Россия
00:01, 18 июля 2019

«Сыну выкручивает руки, ноги. Как еще ему помочь — я не знаю» Россиянка попыталась облегчить страдания больного ребенка. Теперь ей грозит тюрьма

Фото: Егор Алеев / ТАСС

Россиянку Елену Боголюбову задержали по подозрению в контрабанде сильнодействующих веществ после того, как она купила за границей через посредника противосудорожный препарат «Фризиум» для своего сына, страдающего от редкого неизлечимого заболевания. Этот препарат не зарегистрирован в России, но другие, доступные в нашей стране, десятилетнему пациенту не помогают. Теперь, по российскому законодательству, многодетной матери грозит до семи лет лишения свободы. «Лента.ру» поговорила с Еленой о том, что случилось, и узнала, на что еще приходится идти российским матерям ради своих больных детей.

«Лента.ру»: Уголовное дело против вас возбуждено? Предъявлено официальное обвинение в распространении наркотиков?

Елена Боголюбова: Во вторник, 16 июля, говорили, что идет расследование в рамках уголовного дела. А какого — я не знаю, не в курсе. Сейчас мне сказали: ждите, вам позвонят и проинформируют.

У меня, если честно, до сих пор состояние шока. Вчера на почте, когда я пришла за посылкой и ко мне подошли, я даже не сразу поняла, что этим людям надо, о чем они говорят.

Как они к вам подошли, что сказали?

Тут уже даже неважно — как. Важен сам факт случившегося. И важно, что в итоге нужного препарата у меня нет. То есть у меня больной ребенок, нужно решать проблему — у него судороги, которые сейчас ничем не купируются. И приступы учащаются. Кроме судорог это еще и сбой дыхания. На это страшно смотреть! Ребенку выкручивает руки, ноги, он кричит, ему больно... И самое страшное, что эти приступы разрушают мозг. Каждый такой случай — это ухудшение.

- [Сохраненные данные]:
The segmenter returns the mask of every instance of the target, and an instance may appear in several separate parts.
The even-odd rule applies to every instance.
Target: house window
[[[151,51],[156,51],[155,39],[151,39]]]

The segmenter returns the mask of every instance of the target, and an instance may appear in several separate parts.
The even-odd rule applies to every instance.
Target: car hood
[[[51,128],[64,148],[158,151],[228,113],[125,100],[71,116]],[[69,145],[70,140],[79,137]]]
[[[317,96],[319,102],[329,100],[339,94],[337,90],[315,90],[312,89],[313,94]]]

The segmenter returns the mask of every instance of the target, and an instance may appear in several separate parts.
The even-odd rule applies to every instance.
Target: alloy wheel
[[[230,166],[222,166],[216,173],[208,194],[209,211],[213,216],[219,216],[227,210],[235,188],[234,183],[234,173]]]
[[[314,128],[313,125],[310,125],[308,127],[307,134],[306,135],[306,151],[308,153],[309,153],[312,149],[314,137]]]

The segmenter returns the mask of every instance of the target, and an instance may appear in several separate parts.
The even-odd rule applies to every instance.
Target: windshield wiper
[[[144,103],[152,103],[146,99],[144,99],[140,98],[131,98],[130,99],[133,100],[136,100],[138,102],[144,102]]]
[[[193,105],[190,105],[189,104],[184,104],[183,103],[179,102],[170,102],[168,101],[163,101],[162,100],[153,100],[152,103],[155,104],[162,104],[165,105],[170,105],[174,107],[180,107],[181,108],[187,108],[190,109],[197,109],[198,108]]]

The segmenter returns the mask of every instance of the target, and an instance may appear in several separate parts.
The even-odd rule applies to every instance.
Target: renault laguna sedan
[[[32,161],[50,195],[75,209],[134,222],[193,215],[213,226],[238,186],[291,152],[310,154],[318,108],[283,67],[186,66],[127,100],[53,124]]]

- [Задания]:
1. Изложите текст о деле Елены Боголюбовой в двух предложениях.
2. Назовите все проявления приступов у сына, которые Елена Боголюбова описывает в тексте о своем деле.
3. Продолжите текст о деле Елены Боголюбовой после его последнего предложения.
Строки — отдельный материал, к тексту о деле Елены Боголюбовой они не относятся.

- [Ожидаемые ответы]:
1. Елену Боголюбову задержали по подозрению в контрабанде сильнодействующих веществ: она через посредника купила за границей противосудорожный препарат «Фризиум», не зарегистрированный в России, для десятилетнего сына с редким неизлечимым заболеванием, и теперь ей грозит до семи лет лишения свободы. В интервью «Ленте.ру» она рассказала, что до сих пор в шоке и не знает, в рамках какого уголовного дела идет расследование, а нужного препарата у нее нет, хотя приступы у сына учащаются и разрушают мозг.

2. Судороги; сбой дыхания; ребенку выкручивает руки и ноги; он кричит; ему больно.

3.
У нас в России самый любимый вопрос — кто виноват, а что делать — никто не говорит. Как помочь сыну — я не знаю. И сейчас мне обрывают телефоны матери других детей, у которых аналогичная ситуация. Им тоже требуется незарегистрированное лекарство. То есть мой случай — не единственный. Любая мать хочет, чтобы ее ребенок, какой бы он ни был, жил. Пусть это будет год, пусть десять лет, но они должны жить максимально комфортно.

Почему вы заказали это лекарство по почте? Утверждается, что сегодня проблем нет — любой препарат, даже не легализованный в России, доступен. Стоит только написать официальную заявку.

Мне просто сказали: вот этот препарат, возможно, вам подойдет, но в России он не продается. Вы знаете, я даже раньше не задумывалась — сертифицированное лекарство или нет, входит ли оно в какие-то списки и что это за списки.

Мы применяли все препараты, которые есть в России. Подбор препарата — это колоссальный труд специалистов. Нужное лекарство подбирается не один день, это месяцы, даже годы. То, что раньше помогало, перестает действовать. У нас либо не было эффекта, либо имеющиеся в России препараты вызывали побочный эффект — желудочное кровотечение. Когда доктор выписал нам это лекарство, появилась надежда, что Мише это поможет. Поскольку мне сказали, что в России в аптеках [этот препарат] не продается, я начала искать альтернативные способы. И разве легальная посылка — это контрабанда?

Правильно ли я понимаю, что следственные действия против вас продолжаются уже два дня?

Вчера я давала объяснения несколько часов. К нам домой выезжали сотрудники правоохранительных органов. Я первым делом обратилась в хоспис «Дом с маяком». Приехали юрист, врач. Я очень благодарна, что они все это время со мной. А сегодня я просто отвозила оригиналы документов, на которые вчера ссылалась, поясняла, на каком основании я вдруг решила выписать сыну это лекарство — что оно необходимо ребенку по жизненным показаниям, что это не моя прихоть.

Какая именно правоохранительная структура занимается этим? Сегодня представитель московской полиции заявила, что их сотрудники к этому не имеют отношения.

К сожалению, фамилии назвать не могу по памяти, а документов под рукой нет. Но мне сказали, что на допросе были представитель таможни и представитель полиции. А насколько это соответствует действительности — я тут теряюсь. (Позже в среду, 17 июля, стало известно, что это были сотрудники Федеральной таможенной службы; там прокомментировали задержание Боголюбовой и заявили, что действовали в рамках закона — прим. «Ленты.ру»).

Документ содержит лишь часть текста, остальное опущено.